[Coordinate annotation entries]
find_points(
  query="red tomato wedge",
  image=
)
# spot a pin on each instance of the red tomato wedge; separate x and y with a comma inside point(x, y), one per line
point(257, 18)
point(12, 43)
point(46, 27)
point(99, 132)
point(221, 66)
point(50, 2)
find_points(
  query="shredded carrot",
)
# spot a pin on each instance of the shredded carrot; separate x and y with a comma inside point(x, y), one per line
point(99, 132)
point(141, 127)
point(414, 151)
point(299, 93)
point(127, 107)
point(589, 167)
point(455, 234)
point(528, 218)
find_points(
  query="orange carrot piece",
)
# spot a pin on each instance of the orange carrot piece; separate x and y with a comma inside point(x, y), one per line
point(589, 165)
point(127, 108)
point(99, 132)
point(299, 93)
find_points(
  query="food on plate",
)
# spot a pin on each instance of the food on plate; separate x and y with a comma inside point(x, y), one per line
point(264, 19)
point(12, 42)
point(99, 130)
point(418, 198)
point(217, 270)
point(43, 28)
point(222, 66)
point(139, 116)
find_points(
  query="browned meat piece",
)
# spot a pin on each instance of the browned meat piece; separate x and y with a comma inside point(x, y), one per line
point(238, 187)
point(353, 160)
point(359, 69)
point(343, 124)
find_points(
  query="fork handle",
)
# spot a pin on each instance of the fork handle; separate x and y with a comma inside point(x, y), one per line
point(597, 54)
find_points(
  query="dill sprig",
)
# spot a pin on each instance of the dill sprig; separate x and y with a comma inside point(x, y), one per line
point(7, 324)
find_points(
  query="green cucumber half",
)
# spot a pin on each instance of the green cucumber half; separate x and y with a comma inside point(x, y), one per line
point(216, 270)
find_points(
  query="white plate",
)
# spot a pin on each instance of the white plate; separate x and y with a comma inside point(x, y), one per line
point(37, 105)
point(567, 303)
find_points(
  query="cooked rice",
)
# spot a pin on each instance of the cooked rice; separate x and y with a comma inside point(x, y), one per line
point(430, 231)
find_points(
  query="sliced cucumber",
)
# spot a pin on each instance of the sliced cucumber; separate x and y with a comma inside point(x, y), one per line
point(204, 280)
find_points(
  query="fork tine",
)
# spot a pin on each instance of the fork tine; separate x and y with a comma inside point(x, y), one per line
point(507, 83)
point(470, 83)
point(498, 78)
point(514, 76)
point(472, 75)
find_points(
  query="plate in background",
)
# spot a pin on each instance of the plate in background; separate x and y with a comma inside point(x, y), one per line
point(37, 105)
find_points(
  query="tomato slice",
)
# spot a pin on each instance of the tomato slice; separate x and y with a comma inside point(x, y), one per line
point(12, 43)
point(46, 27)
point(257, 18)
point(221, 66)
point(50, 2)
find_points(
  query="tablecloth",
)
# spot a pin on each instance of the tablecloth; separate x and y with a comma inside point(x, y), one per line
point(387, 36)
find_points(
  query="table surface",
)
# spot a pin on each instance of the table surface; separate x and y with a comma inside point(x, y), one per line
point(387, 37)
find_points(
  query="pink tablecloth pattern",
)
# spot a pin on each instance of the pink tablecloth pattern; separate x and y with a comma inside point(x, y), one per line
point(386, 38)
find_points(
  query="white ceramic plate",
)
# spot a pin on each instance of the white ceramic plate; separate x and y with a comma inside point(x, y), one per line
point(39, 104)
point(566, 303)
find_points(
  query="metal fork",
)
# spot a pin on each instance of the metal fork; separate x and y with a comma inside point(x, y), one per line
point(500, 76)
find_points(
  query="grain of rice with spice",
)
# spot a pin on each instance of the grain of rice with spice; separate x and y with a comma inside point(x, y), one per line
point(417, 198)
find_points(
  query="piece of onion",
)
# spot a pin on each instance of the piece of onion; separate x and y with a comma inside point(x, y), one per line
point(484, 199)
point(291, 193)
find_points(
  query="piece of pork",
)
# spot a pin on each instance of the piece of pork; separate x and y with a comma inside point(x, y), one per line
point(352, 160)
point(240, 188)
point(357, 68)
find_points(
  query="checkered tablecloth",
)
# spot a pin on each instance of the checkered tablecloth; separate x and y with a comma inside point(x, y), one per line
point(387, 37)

● **Goal of the exercise**
Repeat these lines word for word, covering every entry above.

● **Final result**
find_points(
  query="red tomato wedge",
  image=
)
# spot a pin on each instance of the red tomato wedge; separate x and y with a comma inside point(x, y), one per line
point(257, 18)
point(12, 43)
point(46, 27)
point(99, 132)
point(221, 66)
point(50, 2)
find_points(
  query="shredded carrot",
)
# spot a pin on each instance of the shredded carrot; separate x and y with a comma inside point(x, y), one per line
point(99, 132)
point(141, 127)
point(414, 151)
point(299, 93)
point(127, 107)
point(589, 167)
point(455, 234)
point(528, 218)
find_points(
  query="orange carrot piece",
)
# spot a pin on each instance of the orange carrot piece; separate x and y with a comma inside point(x, y), one per line
point(589, 165)
point(127, 108)
point(99, 132)
point(299, 93)
find_points(
  query="food on plate",
)
# spot a pin on each instance of the food on plate; separate x and y with a comma inside point(x, y), one per line
point(264, 19)
point(12, 42)
point(99, 130)
point(418, 198)
point(217, 270)
point(43, 28)
point(222, 66)
point(139, 116)
find_points(
  query="browned meat piece",
)
# spot a pin on each instance of the browned meat piece; separate x and y with a comma inside point(x, y), one per line
point(238, 187)
point(353, 160)
point(359, 69)
point(343, 124)
find_points(
  query="fork handle",
)
# spot a pin on each instance of the fork handle; separate x and y with a comma inside point(x, y), one per line
point(597, 54)
find_points(
  query="dill sprig",
)
# spot a pin on each instance of the dill sprig; separate x and y with a comma inside point(x, y), one per line
point(7, 324)
find_points(
  query="green cucumber half",
)
# spot a pin on each instance of the green cucumber half; separate x and y with a comma inside point(x, y), one per line
point(216, 270)
find_points(
  query="white plate",
)
# spot a pin on each instance of the white plate; separate x and y with a comma inside point(x, y), one per line
point(37, 105)
point(567, 303)
find_points(
  query="cooked rice",
)
# spot a pin on each instance of the cooked rice; separate x and y with a comma inside point(x, y), one per line
point(430, 231)
find_points(
  query="sliced cucumber",
)
# spot a pin on each instance of the sliced cucumber; separate x and y with a comma inside point(x, y), one per line
point(204, 280)
find_points(
  query="fork tine",
)
# spot a pin on each instance of the fork tine; separate x and y with a comma inside point(x, y), one per line
point(507, 83)
point(470, 83)
point(498, 78)
point(514, 76)
point(472, 75)
find_points(
  query="plate in background",
)
# spot a pin on each instance of the plate in background; separate x and y with a comma inside point(x, y), one per line
point(37, 105)
find_points(
  query="tomato slice",
)
# spot a pin on each instance of the tomato slice; separate x and y with a comma inside point(x, y), one per line
point(12, 43)
point(46, 27)
point(257, 18)
point(221, 66)
point(50, 2)
find_points(
  query="tablecloth",
)
# spot a pin on each instance of the tablecloth; separate x and y with a comma inside point(x, y), one per line
point(387, 36)
find_points(
  query="table surface",
)
# spot a pin on each instance of the table surface; separate x and y with a comma inside point(x, y), one per line
point(387, 37)
find_points(
  query="pink tablecloth pattern",
)
# spot a pin on each instance of the pink tablecloth pattern; separate x and y with a comma inside point(x, y), one per line
point(386, 38)
find_points(
  query="white ceramic plate",
)
# spot a pin on each instance of the white ceramic plate; separate x and y with a comma inside point(x, y), one per line
point(39, 104)
point(566, 303)
find_points(
  query="metal fork",
)
# spot a pin on each instance of the metal fork; separate x and y with a comma inside point(x, y), one per line
point(500, 76)
find_points(
  query="grain of rice with spice",
)
# spot a pin on each instance of the grain of rice with spice; separate x and y with a comma inside point(x, y), one per line
point(417, 198)
find_points(
  query="piece of onion",
)
# spot a pin on each instance of the piece of onion; separate x and y with a comma inside point(x, y), one per line
point(484, 199)
point(291, 193)
find_points(
  query="piece of pork",
)
# spot a pin on each instance of the piece of pork; separate x and y with a comma inside point(x, y), one per line
point(352, 160)
point(240, 188)
point(357, 68)
find_points(
  query="checkered tablecloth",
)
# spot a pin on each instance of the checkered tablecloth; separate x and y with a comma inside point(x, y), one per line
point(387, 37)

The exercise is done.